Task objective
Please list every approach to building a data warehouse that the data warehouse text below names.

:: Text section

There are four different approaches to building a data warehouse:
1. InMon
2. Kimball
3. Data Vault
4. Medallion

**The Medallion architerture**
A medallion architecture serves as a data design blueprint tailored for organizing data within a lake house environment. Its primary aim is to enhance the structure and quality of data gradually as it traverses through successive layers of the architecture, progressing from Bronze to Silver to Gold layers.

1. **Bronze layer**
The Bronze layer serves as the initial landing ground for all data originating from external source systems. Datasets within this layer mirror the structures of the source system tables in their original state, supplemented by extra metadata columns such as load date/time and process ID. The primary emphasis here is on Change Data Capture, enabling historical archiving of the source data, maintaining data lineage, facilitating audit trails, and allowing for reprocessing if necessary without requiring a fresh read from the source system.

2. **Silver layer**
The next layer of the warehouse is the Silver layer. Within this layer, data from the Bronze layer undergoes a series of operations to a “just-enough” state (which will be discussed in detail later). This prepares the data in the Silver layer to offer an encompassing “enterprise view” comprising essential business entities, concepts, and transactions.

::::
:: Data excerpt

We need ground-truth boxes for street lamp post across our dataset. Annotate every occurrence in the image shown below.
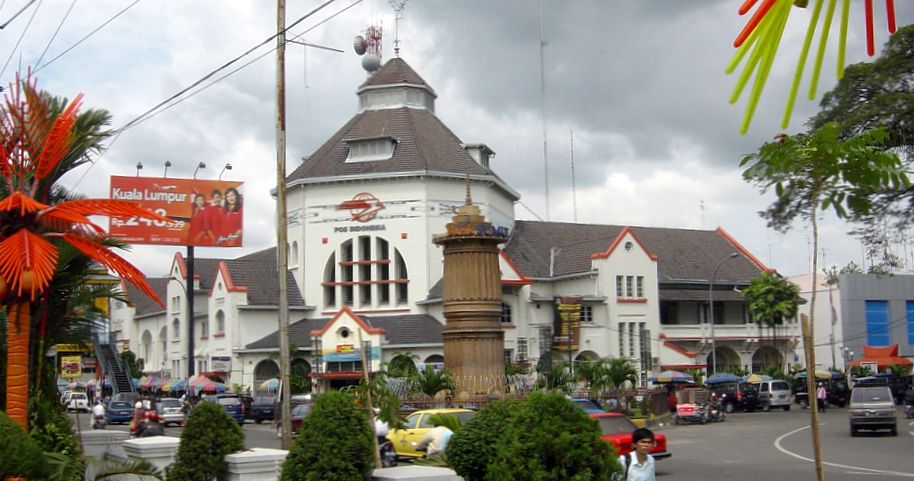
[708,252,739,374]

::::

Result of the task
InMon, Kimball, Data Vault, Medallion